**Brief**
Each line in the records below, from the one that contains "Target: chimney" to the one that contains "Objective — for every instance of the dirt", should be reproduced exactly, the first and last included.

Natural-language object grounding data:

# # # #

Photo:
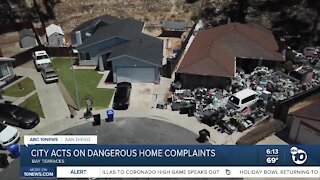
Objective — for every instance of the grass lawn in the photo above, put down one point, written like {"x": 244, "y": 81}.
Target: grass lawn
{"x": 87, "y": 81}
{"x": 33, "y": 104}
{"x": 27, "y": 85}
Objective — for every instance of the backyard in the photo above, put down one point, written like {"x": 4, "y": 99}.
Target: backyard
{"x": 33, "y": 104}
{"x": 86, "y": 80}
{"x": 20, "y": 89}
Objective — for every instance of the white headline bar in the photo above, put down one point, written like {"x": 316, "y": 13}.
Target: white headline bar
{"x": 59, "y": 139}
{"x": 187, "y": 172}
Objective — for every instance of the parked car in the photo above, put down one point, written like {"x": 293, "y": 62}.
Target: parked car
{"x": 18, "y": 116}
{"x": 121, "y": 99}
{"x": 242, "y": 99}
{"x": 8, "y": 135}
{"x": 41, "y": 59}
{"x": 49, "y": 75}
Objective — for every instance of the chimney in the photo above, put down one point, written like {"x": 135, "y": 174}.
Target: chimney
{"x": 282, "y": 45}
{"x": 78, "y": 37}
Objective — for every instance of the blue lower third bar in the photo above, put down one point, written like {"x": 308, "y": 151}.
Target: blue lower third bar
{"x": 43, "y": 172}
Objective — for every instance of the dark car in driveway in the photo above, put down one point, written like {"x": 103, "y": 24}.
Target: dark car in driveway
{"x": 121, "y": 98}
{"x": 18, "y": 116}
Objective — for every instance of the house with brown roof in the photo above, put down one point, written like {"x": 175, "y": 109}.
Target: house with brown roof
{"x": 214, "y": 54}
{"x": 304, "y": 124}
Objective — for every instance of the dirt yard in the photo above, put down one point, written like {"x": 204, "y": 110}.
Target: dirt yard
{"x": 71, "y": 13}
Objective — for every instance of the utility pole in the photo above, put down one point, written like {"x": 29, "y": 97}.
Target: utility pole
{"x": 74, "y": 79}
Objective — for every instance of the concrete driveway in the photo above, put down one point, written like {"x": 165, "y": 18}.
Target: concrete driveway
{"x": 53, "y": 104}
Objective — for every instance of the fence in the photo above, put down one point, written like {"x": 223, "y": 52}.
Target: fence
{"x": 167, "y": 69}
{"x": 26, "y": 56}
{"x": 282, "y": 107}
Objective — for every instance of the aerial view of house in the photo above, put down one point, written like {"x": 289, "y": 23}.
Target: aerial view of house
{"x": 119, "y": 45}
{"x": 173, "y": 89}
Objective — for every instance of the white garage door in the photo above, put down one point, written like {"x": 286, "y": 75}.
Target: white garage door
{"x": 307, "y": 136}
{"x": 135, "y": 75}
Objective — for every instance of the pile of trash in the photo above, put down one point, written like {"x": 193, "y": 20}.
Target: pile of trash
{"x": 210, "y": 106}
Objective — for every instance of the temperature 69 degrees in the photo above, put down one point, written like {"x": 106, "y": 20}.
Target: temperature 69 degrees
{"x": 272, "y": 156}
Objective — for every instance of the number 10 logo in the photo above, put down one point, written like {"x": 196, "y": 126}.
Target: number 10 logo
{"x": 298, "y": 156}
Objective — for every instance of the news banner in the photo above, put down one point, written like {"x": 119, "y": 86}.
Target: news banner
{"x": 82, "y": 157}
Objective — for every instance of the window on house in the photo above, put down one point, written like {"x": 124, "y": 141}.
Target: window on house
{"x": 4, "y": 71}
{"x": 85, "y": 56}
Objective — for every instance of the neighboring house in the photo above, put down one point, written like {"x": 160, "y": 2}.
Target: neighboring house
{"x": 55, "y": 36}
{"x": 119, "y": 45}
{"x": 173, "y": 28}
{"x": 214, "y": 54}
{"x": 6, "y": 70}
{"x": 305, "y": 124}
{"x": 27, "y": 38}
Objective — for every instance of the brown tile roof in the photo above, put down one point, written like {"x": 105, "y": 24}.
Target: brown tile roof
{"x": 310, "y": 111}
{"x": 213, "y": 51}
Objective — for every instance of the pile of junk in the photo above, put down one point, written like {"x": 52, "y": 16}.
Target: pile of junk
{"x": 212, "y": 106}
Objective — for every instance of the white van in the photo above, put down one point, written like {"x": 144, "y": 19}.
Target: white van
{"x": 8, "y": 135}
{"x": 242, "y": 99}
{"x": 41, "y": 59}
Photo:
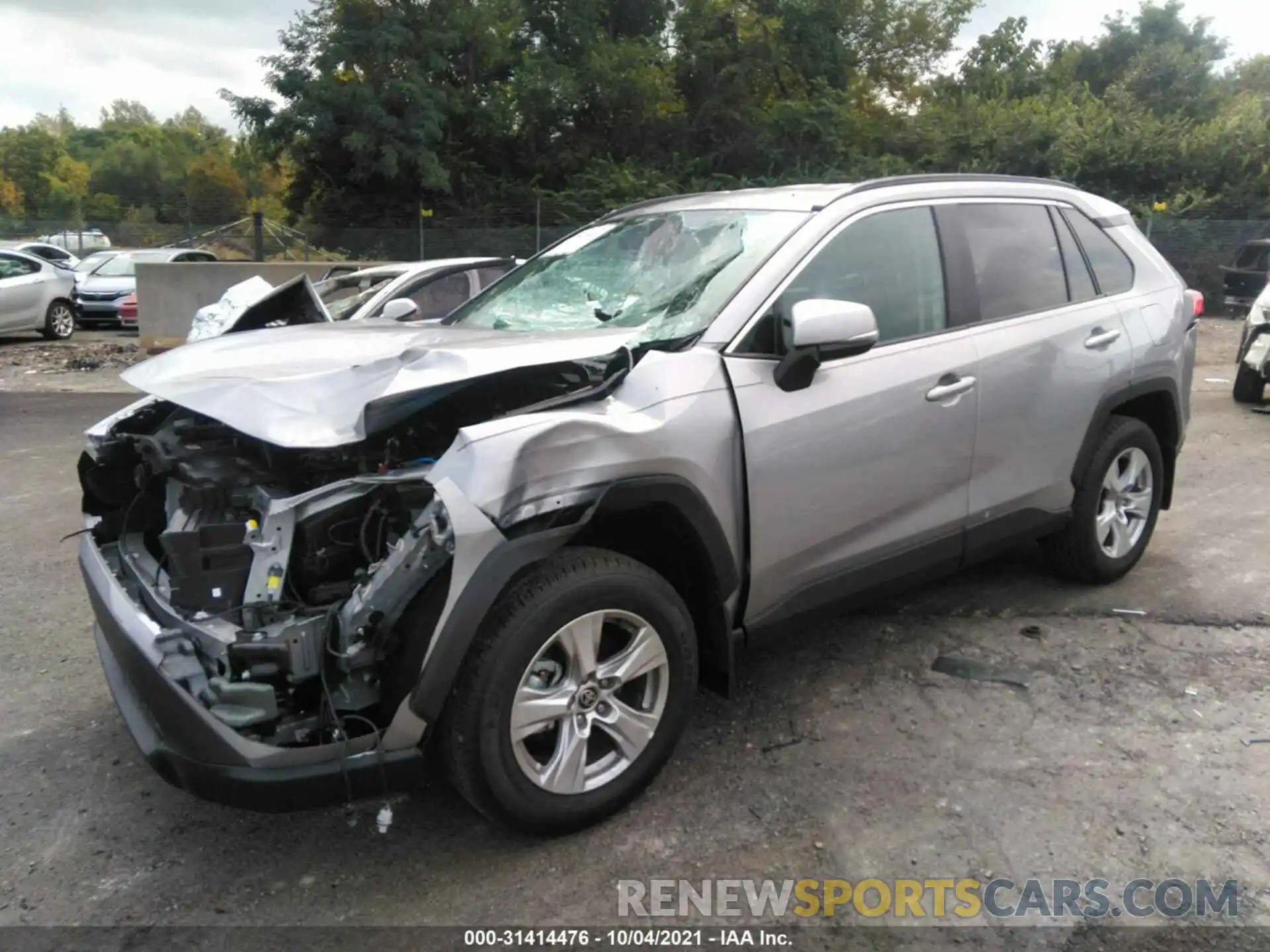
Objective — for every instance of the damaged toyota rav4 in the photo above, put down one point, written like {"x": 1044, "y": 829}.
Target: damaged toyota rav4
{"x": 509, "y": 543}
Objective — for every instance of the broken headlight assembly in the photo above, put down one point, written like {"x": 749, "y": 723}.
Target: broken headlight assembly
{"x": 276, "y": 578}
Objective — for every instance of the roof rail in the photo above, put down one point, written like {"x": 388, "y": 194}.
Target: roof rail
{"x": 935, "y": 178}
{"x": 644, "y": 202}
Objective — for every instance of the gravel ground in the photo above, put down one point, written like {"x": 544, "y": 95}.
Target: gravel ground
{"x": 89, "y": 362}
{"x": 843, "y": 756}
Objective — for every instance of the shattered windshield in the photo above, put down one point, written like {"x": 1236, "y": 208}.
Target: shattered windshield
{"x": 345, "y": 294}
{"x": 667, "y": 273}
{"x": 125, "y": 266}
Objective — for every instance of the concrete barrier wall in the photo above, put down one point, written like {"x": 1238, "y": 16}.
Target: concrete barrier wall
{"x": 168, "y": 295}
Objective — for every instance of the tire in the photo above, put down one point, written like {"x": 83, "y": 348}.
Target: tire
{"x": 1079, "y": 551}
{"x": 59, "y": 321}
{"x": 513, "y": 781}
{"x": 1250, "y": 386}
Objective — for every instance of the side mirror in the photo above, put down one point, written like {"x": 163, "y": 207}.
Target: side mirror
{"x": 843, "y": 328}
{"x": 400, "y": 309}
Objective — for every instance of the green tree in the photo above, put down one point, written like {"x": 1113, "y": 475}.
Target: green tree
{"x": 67, "y": 187}
{"x": 1003, "y": 63}
{"x": 11, "y": 197}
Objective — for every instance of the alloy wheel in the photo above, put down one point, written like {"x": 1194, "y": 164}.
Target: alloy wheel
{"x": 1124, "y": 504}
{"x": 589, "y": 702}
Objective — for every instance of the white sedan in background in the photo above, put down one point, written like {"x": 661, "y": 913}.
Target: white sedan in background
{"x": 34, "y": 295}
{"x": 411, "y": 291}
{"x": 435, "y": 288}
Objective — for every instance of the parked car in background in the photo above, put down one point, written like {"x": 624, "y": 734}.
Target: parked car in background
{"x": 435, "y": 288}
{"x": 519, "y": 537}
{"x": 89, "y": 263}
{"x": 128, "y": 313}
{"x": 99, "y": 292}
{"x": 50, "y": 253}
{"x": 1253, "y": 365}
{"x": 78, "y": 241}
{"x": 36, "y": 295}
{"x": 1245, "y": 278}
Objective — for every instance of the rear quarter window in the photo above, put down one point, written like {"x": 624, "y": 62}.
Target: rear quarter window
{"x": 1113, "y": 268}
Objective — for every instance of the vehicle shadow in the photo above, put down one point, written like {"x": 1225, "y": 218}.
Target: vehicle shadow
{"x": 98, "y": 815}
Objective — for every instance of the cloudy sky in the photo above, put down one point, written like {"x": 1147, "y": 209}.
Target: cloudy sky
{"x": 172, "y": 54}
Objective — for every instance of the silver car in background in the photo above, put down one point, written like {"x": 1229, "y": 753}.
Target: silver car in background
{"x": 34, "y": 295}
{"x": 417, "y": 290}
{"x": 50, "y": 253}
{"x": 508, "y": 545}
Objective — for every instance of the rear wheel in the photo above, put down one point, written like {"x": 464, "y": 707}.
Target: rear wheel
{"x": 59, "y": 321}
{"x": 573, "y": 695}
{"x": 1115, "y": 506}
{"x": 1250, "y": 386}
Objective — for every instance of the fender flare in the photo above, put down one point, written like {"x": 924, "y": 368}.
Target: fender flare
{"x": 524, "y": 549}
{"x": 1111, "y": 403}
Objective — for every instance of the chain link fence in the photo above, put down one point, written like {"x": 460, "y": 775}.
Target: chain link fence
{"x": 1195, "y": 247}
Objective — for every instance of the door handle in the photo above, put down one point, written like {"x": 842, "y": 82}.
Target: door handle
{"x": 949, "y": 386}
{"x": 1101, "y": 338}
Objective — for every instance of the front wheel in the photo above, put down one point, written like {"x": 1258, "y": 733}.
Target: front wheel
{"x": 573, "y": 695}
{"x": 59, "y": 321}
{"x": 1115, "y": 506}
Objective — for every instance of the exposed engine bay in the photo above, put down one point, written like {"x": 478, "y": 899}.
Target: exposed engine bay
{"x": 277, "y": 576}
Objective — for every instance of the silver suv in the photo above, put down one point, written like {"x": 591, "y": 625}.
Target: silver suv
{"x": 519, "y": 537}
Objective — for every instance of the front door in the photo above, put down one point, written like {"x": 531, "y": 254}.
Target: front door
{"x": 21, "y": 294}
{"x": 863, "y": 475}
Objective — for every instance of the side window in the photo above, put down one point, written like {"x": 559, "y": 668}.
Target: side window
{"x": 1080, "y": 285}
{"x": 1251, "y": 258}
{"x": 16, "y": 267}
{"x": 441, "y": 296}
{"x": 890, "y": 262}
{"x": 1113, "y": 270}
{"x": 488, "y": 276}
{"x": 1017, "y": 266}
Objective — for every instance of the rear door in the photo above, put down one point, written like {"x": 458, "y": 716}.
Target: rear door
{"x": 22, "y": 286}
{"x": 1049, "y": 346}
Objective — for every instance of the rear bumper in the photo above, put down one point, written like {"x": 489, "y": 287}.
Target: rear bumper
{"x": 97, "y": 310}
{"x": 194, "y": 752}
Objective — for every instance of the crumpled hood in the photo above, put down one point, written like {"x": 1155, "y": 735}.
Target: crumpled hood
{"x": 309, "y": 386}
{"x": 105, "y": 286}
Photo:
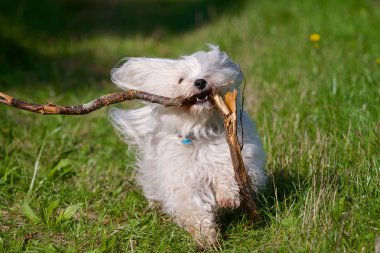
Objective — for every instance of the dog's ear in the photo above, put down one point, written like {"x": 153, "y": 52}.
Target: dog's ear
{"x": 151, "y": 75}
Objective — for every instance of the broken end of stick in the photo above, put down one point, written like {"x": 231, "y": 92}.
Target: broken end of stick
{"x": 5, "y": 99}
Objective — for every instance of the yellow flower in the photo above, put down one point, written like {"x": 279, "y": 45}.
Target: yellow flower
{"x": 315, "y": 37}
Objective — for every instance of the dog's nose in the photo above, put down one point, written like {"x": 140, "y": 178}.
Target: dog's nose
{"x": 200, "y": 84}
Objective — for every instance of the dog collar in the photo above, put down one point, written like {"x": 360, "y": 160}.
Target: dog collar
{"x": 187, "y": 140}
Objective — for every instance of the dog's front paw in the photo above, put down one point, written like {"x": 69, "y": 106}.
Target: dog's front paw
{"x": 228, "y": 199}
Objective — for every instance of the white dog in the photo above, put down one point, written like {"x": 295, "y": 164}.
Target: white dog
{"x": 183, "y": 161}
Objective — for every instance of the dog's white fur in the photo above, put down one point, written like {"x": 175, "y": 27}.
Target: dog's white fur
{"x": 189, "y": 181}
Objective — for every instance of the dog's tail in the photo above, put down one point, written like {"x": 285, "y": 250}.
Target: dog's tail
{"x": 133, "y": 125}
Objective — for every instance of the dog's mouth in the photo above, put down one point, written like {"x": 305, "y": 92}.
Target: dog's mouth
{"x": 202, "y": 98}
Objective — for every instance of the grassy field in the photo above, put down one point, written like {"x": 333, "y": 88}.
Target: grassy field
{"x": 67, "y": 183}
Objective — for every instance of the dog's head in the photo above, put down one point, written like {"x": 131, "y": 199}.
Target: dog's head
{"x": 195, "y": 74}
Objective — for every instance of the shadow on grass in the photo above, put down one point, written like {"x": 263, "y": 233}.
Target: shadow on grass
{"x": 30, "y": 22}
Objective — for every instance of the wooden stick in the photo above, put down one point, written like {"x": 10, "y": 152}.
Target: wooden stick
{"x": 227, "y": 108}
{"x": 95, "y": 104}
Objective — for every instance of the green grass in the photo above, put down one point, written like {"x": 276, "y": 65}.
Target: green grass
{"x": 316, "y": 107}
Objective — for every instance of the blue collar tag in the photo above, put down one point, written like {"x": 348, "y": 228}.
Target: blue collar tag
{"x": 186, "y": 141}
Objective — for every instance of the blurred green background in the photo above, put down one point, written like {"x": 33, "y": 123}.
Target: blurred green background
{"x": 312, "y": 70}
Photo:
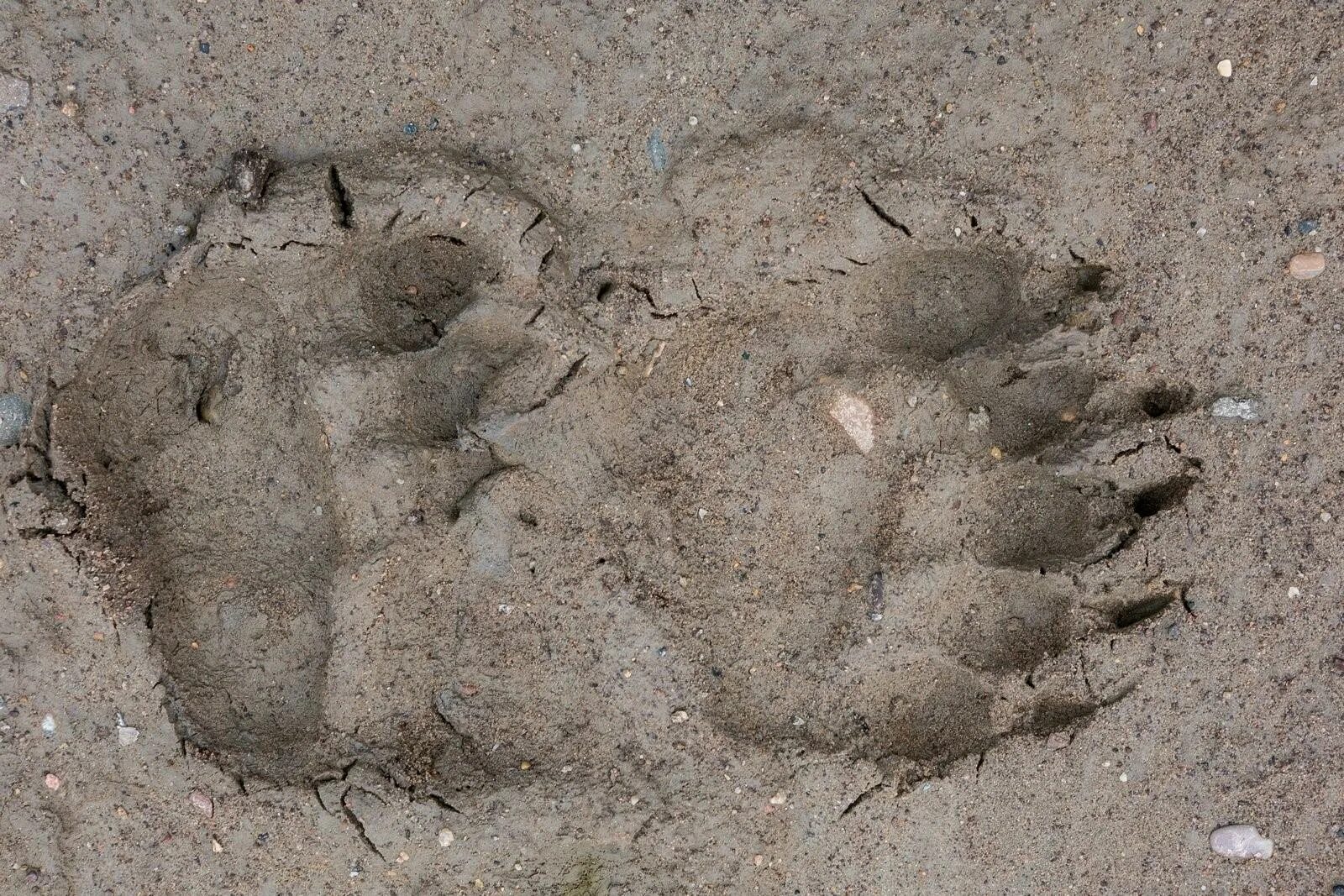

# # # #

**Answer to the problem**
Target: chimney
{"x": 282, "y": 45}
{"x": 78, "y": 37}
Objective — for every instance of the blue lower third bar in the photo above, put down one point, written like {"x": 308, "y": 151}.
Target: blue lower third bar
{"x": 43, "y": 172}
Objective — for every instance of the dark car in driveway in the photo above, put down one point, written like {"x": 103, "y": 24}.
Target: dark car in driveway
{"x": 121, "y": 98}
{"x": 18, "y": 116}
Objective — for every instance of the house with brown roof in the photo above, put down one point, written like {"x": 175, "y": 109}.
Target: house with brown roof
{"x": 214, "y": 54}
{"x": 304, "y": 124}
Objective — for every instance of the dirt yard in the photo above, put down one point, written like {"x": 204, "y": 110}.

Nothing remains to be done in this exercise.